TEXTE FOURNI »
☆ ☆ ☆ ☆ ☆ ☆ ☆

Questionnaire 

Nicola Bergamaschi


Quels sont les films (et séries) qui vous habitent ?

Je me sens surtout habité par les films que je fabrique au moment où je les fabrique.

Qu’attendez-vous qu’un film produise en vous ?

Un sorte d'oxygène pour les yeux et les oreilles, une émotion quelque peu lumineuse.

C’est quoi pour vous la magie du cinéma ou la magie au cinéma ?

On peut considérer la magie du cinéma de façon très négative, comme une construction, parfois extrêmement maîtrisée, à une échelle proprement industrielle, qui se fonde sur une culture dominante, et dont les finalités ne sont pas forcement émancipatrices. Alors si je fabrique des films, je ne pense pas trop être un magicien, je ne cherche pas à maîtriser des illusions. J'essaie de faire du cinéma comme un jeu, avec le sérieux des enfants qui jouent. Ou bien comme pour vivre un rêve, avec cette sensation que dans le rêve tout est signifiant.

☆ ☆ ☆ ☆ ☆ ☆ ☆

PARTIE DES DONNÉES »
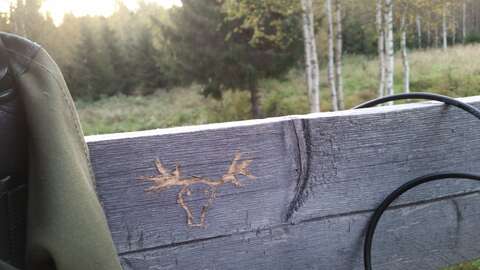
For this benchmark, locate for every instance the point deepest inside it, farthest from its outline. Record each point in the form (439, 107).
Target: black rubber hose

☆ ☆ ☆ ☆ ☆ ☆ ☆

TRAVAIL À FAIRE »
- 1) Dans le questionnaire, réécrivez en plus court le paragraphe qui commence par « On peut considérer la magie du cinéma », en gardant ses idées principales.
- 2) Écrivez la suite du questionnaire sur le cinéma, juste après sa dernière réponse.
Ce matériel est à part et ne fait pas partie du questionnaire.

RÉSULTATS PAR TÂCHE »
- 1) La magie du cinéma peut être vue de façon très négative. C'est une construction parfois très maîtrisée, produite à l'échelle industrielle et fondée sur une culture dominante, dont les buts ne sont pas forcément émancipateurs. La personne qui répond ne se considère donc pas vraiment comme un magicien et ne cherche pas à maîtriser des illusions. Elle fait du cinéma comme un jeu, avec le sérieux des enfants qui jouent, ou comme on vit un rêve, où tout a un sens.

- 2)
C’est quoi votre définition de la cinéphilie ?

Je n'ai pas vraiment de définition mais peut-être que l'espoir de tout cinéphile est celui de rester dans l'enfance par le cinéma. Ce qui est très difficile car on sort de l'enfance même si on regarde beaucoup des films. Par contre, personne ne regarde les films comme les enfants, les enfants boivent les films et les apprennent par cœur. Ce sont peut-être les vrais cinéphiles et les cinéphiles adultes en sont peut-être des pâles imitations.

Parlez-nous de quelqu’un que vous avez côtoyé ou que vous côtoyez qui vous a influencé dans votre pratique.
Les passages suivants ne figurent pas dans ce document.